The answer must consist of the entries, copied exactly and in full.

- Data in this exercise -
----

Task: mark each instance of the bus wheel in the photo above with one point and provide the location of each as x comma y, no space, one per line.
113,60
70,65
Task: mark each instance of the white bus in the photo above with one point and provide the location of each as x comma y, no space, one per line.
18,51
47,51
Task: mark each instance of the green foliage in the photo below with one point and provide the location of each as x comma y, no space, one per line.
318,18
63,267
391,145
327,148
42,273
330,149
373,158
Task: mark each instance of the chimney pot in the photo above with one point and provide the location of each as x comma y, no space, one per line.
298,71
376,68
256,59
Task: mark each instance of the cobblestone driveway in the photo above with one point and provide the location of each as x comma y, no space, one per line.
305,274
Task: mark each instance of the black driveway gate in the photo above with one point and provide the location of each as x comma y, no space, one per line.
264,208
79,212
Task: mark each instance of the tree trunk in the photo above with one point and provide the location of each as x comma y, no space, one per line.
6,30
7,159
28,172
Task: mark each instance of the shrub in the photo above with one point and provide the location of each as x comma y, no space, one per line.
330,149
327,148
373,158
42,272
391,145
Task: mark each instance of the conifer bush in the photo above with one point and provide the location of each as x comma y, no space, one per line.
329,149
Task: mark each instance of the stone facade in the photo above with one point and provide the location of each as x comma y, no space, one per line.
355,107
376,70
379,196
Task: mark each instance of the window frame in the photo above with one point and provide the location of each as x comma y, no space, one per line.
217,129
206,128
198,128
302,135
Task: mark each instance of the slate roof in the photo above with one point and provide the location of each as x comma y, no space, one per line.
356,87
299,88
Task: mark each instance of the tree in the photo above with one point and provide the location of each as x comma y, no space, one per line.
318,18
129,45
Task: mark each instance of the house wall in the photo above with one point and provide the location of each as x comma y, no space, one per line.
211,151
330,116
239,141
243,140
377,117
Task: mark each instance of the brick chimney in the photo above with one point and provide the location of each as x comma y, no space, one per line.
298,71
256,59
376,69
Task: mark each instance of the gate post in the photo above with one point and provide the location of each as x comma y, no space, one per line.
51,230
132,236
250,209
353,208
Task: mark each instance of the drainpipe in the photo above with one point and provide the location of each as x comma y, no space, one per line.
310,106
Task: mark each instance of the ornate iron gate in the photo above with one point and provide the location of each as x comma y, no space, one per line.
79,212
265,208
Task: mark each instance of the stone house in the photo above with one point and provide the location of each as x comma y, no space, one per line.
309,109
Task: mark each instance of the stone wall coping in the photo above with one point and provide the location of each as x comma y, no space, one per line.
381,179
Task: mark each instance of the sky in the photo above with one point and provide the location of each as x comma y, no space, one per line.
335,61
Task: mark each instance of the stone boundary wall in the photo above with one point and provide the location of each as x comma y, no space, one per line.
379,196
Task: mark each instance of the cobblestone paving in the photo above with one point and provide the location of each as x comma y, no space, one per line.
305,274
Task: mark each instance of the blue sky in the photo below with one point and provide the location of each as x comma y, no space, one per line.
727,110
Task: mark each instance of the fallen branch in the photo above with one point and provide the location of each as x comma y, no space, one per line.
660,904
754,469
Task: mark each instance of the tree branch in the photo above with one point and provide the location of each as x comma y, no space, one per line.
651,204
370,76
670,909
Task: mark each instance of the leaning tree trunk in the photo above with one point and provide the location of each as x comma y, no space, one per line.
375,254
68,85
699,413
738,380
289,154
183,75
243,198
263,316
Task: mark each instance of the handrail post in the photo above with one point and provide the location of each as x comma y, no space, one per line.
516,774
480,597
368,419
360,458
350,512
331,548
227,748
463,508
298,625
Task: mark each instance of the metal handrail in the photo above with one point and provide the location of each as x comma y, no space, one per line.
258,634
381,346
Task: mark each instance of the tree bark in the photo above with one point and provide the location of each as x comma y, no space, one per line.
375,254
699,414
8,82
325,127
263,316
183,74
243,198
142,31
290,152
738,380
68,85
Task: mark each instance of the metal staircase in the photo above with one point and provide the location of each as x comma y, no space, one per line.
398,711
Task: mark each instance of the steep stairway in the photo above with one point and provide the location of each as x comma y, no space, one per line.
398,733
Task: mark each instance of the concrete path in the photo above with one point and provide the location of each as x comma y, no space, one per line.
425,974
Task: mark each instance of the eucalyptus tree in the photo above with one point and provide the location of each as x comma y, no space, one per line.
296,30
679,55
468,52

----

- Completed task -
Task: mark each instance of the bus wheel in the photo above with one point and provide the location of each as x comma y, no space, one per line.
113,60
70,65
Task: mark each instance of the white bus in the photo above with one point and provide the location of each as x comma y, no space, one per line.
18,51
47,51
Task: mark each instance of the green foliage in the photo below with one point and provide the location of each as x comma y, no space, one per line.
318,18
63,267
391,145
327,148
42,273
330,149
373,158
Task: mark each instance of the chimney pot in the photo above with one point and provide the location of each as x comma y, no space, one per line.
298,71
376,68
256,59
Task: mark each instance of the cobblestone driveway in the photo above with one point and provide the location of each as x comma y, no space, one per line.
305,274
Task: mark each instance of the black driveway gate in the photo above with one point and provide the location of each as x comma y, no space, one per line.
264,208
79,212
Task: mark each instance of the tree trunk in the photo above with one point and provide the location of each as x comma y, no space, one per line.
6,30
7,159
28,172
Task: mark each instance of the shrub in the photo above with one point and provide the location of each as x comma y, no space, one per line.
330,149
327,148
373,158
42,272
391,145
Task: mark each instance of the conifer bush in the photo above with one point and provide the location of each as x comma y, no space, one per line.
329,149
Task: mark each instance of the stone facade in the photo above with one point and provide the location of each as x comma y, no space, one per line.
355,107
376,70
379,196
Task: mark each instance of the window frame in the photo above with one point and provide the location of each as x comma y, no space, one per line.
217,129
206,128
198,128
302,135
Task: mark each instance of the slate roof in the photo above with one point and provide the location of each as x comma y, no space, one per line.
356,87
299,88
Task: mark each instance of the tree in the photo above with one point and provide the location of each as x comma y, no space, one per line.
318,18
129,45
Task: mark each instance of the house wall in the photo above with one point and provide the location of each as x comma y, no space, one per line.
211,151
330,116
239,141
243,140
377,117
Task: mark each instance of the brick chimney in the photo above with one point and provide the location of each as x comma y, no space, one per line.
298,71
256,59
376,69
Task: mark each instance of the gate post in the photo above with one point and provide the location of each as x comma y, no space, one per line.
51,230
132,236
250,209
353,208
Task: mark each instance of the drainpipe in the photo above with one point and provide the location of each as x comma y, no space, one per line.
310,106
Task: mark each instance of the ornate iron gate in the photo above with one point and provide the location of each as x comma y, no space, one per line.
79,212
265,208
Task: mark each instance of the stone house in the photo above with one point and provide the location of each as x comma y, no space, one per line.
309,109
Task: mark each instance of the stone wall coping in the photo above with one point and provide the location of each as x comma y, no space, one per line.
381,179
Task: mark each instance of the sky in the photo above with one point and provide the location of each as x comma y, no space, one per line.
335,61
Task: mark each instance of the stone boundary wall in the photo above with one point and provide the location of each as x comma y, no space, one per line.
379,196
Task: mark each instance of the cobblestone paving in the photo above with one point and provide the location of each as x comma y, no space, one per line.
305,274
Task: mark each instance of the blue sky in the photo below with one point and provide the location of each as x comma y, no space, one per line.
727,110
Task: mark each instance of the fallen branch in the photo above with one point and provide the location of each as x comma y, no space, one per line.
660,904
754,469
Task: mark each instance of the tree branch in the photo above with one point and provide the location of each as x comma y, no space, one per line.
651,204
370,76
670,909
Task: mark each instance of the leaning tree trunk in the photo above with one point and provide the location of each as x comma y, no space, one per line.
375,254
68,85
699,413
738,380
289,154
183,75
243,198
263,316
Task: mark each instance of the handrail post in the photo above with one point and provide the location of each as x comma y, no space, one per line.
516,774
480,597
368,419
360,458
350,512
331,548
227,748
463,508
298,625
Task: mark each instance of the metal handrail in the photo above with one point and provide the location of each as x comma y, no space, one per line.
258,634
381,346
Task: mark each instance of the tree bark in the photo above with one point and provide the location of each as x comma y, no space, one per line.
375,254
699,414
8,82
325,127
263,316
183,74
243,198
142,31
290,152
738,380
68,85
Task: mark each instance of the metal staircase in the photo above with one point and provide the location of each as x comma y, no space, one per line.
398,711
Task: mark each instance of the steep stairway in the photo above with one point and provide the location of each as x comma y, no space, one per line.
398,733
Task: mark each instance of the concrete path in the photo above with one point and provide the location of each as x comma y, no space, one per line.
425,974
Task: mark each instance of the eucalyptus tree in the photo above with one point and provide the location of each as x comma y, no space, one per line.
296,30
679,55
468,52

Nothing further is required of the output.